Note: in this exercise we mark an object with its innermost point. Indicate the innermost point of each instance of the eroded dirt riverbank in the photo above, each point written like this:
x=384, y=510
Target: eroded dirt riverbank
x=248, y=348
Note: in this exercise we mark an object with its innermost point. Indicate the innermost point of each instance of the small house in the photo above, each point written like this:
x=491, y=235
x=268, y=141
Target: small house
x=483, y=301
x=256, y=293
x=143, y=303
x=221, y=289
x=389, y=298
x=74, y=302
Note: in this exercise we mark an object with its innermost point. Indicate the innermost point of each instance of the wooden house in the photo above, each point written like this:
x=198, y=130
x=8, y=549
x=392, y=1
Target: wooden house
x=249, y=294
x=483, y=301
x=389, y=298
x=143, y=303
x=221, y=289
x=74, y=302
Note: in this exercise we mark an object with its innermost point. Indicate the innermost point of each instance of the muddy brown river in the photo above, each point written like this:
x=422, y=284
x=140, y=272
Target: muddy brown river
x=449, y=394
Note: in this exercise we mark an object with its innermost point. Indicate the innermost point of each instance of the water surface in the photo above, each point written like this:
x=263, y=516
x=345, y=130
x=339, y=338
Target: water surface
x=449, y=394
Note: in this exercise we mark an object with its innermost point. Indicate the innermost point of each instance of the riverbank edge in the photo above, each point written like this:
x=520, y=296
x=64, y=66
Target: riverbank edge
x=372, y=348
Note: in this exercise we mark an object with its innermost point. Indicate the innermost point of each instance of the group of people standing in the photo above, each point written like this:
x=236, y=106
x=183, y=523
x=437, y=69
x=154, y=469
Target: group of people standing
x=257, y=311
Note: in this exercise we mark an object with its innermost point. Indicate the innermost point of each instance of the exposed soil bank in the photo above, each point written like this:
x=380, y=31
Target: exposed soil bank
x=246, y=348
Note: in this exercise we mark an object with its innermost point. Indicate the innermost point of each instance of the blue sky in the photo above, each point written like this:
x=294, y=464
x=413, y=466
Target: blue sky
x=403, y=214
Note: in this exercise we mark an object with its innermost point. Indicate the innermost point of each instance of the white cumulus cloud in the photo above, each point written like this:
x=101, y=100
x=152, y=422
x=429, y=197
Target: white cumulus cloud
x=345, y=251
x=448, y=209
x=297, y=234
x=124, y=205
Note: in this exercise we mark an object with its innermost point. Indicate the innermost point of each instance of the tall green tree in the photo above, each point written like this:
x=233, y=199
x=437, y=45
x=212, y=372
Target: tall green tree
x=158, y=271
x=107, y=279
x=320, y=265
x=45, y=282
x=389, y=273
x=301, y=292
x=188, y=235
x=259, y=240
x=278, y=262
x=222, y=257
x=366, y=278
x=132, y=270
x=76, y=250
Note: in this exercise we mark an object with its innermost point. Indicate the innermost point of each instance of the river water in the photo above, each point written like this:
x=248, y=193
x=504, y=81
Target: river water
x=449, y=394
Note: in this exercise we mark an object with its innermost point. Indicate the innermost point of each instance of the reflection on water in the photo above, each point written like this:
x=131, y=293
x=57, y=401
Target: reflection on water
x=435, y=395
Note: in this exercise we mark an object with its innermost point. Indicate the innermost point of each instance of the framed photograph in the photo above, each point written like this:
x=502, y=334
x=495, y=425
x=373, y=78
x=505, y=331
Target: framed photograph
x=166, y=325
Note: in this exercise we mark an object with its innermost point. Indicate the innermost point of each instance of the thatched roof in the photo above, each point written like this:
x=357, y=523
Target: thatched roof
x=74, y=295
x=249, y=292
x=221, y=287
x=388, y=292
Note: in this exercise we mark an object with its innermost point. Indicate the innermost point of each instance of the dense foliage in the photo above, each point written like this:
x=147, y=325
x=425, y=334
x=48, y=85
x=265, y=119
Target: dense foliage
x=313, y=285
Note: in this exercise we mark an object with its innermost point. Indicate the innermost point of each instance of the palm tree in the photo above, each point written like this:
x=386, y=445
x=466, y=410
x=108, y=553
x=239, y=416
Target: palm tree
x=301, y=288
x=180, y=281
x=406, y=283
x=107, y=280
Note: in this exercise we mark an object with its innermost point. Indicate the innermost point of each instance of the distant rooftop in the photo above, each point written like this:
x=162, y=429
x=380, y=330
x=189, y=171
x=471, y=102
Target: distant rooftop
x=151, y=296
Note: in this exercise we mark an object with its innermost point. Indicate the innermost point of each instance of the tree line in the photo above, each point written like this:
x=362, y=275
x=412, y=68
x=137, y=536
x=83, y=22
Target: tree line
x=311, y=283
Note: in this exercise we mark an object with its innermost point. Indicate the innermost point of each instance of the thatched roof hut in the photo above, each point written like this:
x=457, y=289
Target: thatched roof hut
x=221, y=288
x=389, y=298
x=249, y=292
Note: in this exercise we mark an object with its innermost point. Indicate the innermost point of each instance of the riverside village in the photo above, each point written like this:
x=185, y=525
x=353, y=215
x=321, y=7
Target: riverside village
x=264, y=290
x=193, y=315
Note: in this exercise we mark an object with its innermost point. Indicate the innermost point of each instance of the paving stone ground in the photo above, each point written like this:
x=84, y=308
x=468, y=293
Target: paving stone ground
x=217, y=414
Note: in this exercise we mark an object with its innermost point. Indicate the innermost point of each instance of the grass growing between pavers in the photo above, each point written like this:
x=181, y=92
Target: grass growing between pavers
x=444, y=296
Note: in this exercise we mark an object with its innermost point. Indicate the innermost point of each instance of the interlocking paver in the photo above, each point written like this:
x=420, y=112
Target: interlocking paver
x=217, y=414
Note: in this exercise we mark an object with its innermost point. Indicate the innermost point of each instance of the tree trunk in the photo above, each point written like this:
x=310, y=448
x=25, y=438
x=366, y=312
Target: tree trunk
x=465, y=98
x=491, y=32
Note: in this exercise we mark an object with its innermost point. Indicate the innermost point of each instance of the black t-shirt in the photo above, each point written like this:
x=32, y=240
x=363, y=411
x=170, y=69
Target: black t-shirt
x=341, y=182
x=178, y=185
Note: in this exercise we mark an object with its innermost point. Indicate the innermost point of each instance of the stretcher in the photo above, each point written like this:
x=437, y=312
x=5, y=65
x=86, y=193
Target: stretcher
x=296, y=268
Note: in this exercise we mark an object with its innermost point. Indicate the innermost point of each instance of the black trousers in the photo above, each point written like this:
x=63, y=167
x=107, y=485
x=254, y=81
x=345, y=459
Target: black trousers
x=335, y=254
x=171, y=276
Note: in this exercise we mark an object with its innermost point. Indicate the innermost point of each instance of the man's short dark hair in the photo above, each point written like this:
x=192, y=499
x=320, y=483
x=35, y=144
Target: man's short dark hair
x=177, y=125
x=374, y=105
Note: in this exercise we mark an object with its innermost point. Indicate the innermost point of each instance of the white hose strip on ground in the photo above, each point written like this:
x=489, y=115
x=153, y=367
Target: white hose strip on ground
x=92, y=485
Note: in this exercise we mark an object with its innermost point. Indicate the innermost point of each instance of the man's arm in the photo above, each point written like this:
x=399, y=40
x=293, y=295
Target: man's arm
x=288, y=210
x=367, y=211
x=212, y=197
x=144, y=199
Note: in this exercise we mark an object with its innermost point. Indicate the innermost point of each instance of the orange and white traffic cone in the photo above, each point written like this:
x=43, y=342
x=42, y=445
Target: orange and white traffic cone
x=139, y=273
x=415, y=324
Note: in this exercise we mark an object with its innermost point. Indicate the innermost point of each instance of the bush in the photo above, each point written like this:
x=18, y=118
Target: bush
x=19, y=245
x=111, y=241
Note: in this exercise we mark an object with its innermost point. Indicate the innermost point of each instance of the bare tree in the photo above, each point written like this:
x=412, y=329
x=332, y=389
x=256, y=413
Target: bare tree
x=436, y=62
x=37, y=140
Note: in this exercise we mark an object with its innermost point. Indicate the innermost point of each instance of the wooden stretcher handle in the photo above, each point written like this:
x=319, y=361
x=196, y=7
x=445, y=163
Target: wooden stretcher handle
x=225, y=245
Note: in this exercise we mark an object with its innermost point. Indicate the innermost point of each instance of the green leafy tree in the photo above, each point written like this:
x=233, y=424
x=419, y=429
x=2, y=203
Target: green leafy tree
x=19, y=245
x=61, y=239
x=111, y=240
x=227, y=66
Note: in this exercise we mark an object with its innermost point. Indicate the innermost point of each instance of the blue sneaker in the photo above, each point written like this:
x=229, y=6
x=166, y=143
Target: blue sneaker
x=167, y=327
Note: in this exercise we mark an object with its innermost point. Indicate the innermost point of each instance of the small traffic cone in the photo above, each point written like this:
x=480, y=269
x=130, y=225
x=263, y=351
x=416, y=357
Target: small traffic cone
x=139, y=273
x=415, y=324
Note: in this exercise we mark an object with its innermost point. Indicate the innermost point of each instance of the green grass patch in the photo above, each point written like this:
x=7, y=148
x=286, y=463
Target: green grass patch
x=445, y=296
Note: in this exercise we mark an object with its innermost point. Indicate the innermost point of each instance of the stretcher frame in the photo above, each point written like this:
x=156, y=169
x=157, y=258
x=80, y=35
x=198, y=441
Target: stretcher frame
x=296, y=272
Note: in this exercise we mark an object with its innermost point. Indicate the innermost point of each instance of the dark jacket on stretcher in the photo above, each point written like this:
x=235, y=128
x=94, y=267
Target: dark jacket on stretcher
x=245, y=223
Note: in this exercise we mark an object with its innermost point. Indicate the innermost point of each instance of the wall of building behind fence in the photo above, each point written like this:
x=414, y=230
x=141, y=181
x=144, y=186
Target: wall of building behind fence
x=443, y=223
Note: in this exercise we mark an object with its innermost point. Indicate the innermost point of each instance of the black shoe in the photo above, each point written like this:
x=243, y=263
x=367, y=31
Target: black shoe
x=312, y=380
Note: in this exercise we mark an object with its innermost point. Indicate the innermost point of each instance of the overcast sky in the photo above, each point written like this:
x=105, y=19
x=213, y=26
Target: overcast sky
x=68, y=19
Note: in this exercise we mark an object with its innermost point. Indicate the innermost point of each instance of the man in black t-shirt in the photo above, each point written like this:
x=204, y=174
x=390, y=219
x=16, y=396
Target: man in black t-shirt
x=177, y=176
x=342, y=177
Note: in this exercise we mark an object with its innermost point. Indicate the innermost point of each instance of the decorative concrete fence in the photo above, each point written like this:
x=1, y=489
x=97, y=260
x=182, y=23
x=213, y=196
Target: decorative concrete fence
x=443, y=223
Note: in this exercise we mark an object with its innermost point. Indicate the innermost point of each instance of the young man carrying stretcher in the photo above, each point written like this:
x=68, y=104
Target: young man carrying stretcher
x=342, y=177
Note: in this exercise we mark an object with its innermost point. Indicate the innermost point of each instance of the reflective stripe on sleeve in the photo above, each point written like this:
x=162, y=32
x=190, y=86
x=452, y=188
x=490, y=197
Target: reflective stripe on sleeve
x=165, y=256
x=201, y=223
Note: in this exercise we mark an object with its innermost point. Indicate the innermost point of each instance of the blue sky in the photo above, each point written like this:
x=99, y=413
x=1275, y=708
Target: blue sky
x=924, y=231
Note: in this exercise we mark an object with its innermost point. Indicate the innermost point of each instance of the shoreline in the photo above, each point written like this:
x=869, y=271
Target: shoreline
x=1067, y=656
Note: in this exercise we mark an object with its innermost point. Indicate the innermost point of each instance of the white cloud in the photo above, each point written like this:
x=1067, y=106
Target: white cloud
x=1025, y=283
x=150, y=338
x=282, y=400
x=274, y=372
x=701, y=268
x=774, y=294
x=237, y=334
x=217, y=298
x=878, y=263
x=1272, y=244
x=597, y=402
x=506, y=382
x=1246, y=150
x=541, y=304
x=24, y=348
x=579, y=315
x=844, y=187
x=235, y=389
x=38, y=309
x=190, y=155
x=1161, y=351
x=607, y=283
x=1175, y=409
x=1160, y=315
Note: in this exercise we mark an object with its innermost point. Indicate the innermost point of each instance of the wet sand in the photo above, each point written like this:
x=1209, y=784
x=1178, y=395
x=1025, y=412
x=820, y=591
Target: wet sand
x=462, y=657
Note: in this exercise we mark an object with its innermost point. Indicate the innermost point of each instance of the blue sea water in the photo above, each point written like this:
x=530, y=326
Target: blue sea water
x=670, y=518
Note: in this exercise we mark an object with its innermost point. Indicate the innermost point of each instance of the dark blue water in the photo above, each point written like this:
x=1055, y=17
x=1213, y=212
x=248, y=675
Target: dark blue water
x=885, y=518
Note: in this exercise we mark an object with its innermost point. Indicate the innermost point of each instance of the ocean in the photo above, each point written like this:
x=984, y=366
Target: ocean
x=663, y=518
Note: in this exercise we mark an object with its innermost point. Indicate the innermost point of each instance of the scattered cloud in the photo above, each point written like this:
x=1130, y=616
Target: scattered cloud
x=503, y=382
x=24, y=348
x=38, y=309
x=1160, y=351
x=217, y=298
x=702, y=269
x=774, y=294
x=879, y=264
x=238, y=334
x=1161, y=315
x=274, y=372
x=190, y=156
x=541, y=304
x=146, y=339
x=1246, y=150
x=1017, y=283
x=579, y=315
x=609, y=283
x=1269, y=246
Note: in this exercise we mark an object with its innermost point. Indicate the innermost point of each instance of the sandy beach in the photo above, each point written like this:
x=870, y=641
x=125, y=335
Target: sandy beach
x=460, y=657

● EXERCISE GOAL
Only the lines above starting at the one containing "of the framed" and ending at the one containing "the tree line", both included, are to be returned, exactly as they read.

● RESULT
Note: in this exercise we mark an object with its innermost point. Indicate the innermost point of each instance of the framed photograph in the photo above, each point written like this:
x=502, y=334
x=495, y=425
x=373, y=78
x=505, y=331
Target: framed photograph
x=166, y=325
Note: in this exercise we mark an object with its innermost point. Indicate the innermost point of each instance of the thatched roof in the photo above, each point written like this:
x=357, y=523
Target: thatched roof
x=74, y=295
x=249, y=292
x=221, y=287
x=388, y=292
Note: in this exercise we mark an object with its innermost point. Indicate the innermost point of each instance of the dense foliage in the photo above, each point written like this:
x=147, y=325
x=425, y=334
x=48, y=85
x=265, y=119
Target: dense foliage
x=313, y=285
Note: in this exercise we mark an object with its innermost point. Indicate the innermost point of each instance of the palm tree in the photo above, each point written like this:
x=386, y=445
x=466, y=410
x=108, y=553
x=239, y=416
Target: palm tree
x=301, y=288
x=180, y=281
x=406, y=283
x=107, y=280
Note: in this exercise we mark an object with its innermost point. Indicate the innermost point of each instance of the distant rooftop in the photo above, each point written like this:
x=162, y=429
x=380, y=330
x=189, y=171
x=471, y=102
Target: distant rooftop
x=151, y=296
Note: in this exercise we mark an object with its innermost point. Indicate the innermost point of each instance of the tree line in the photo above, each point written like this:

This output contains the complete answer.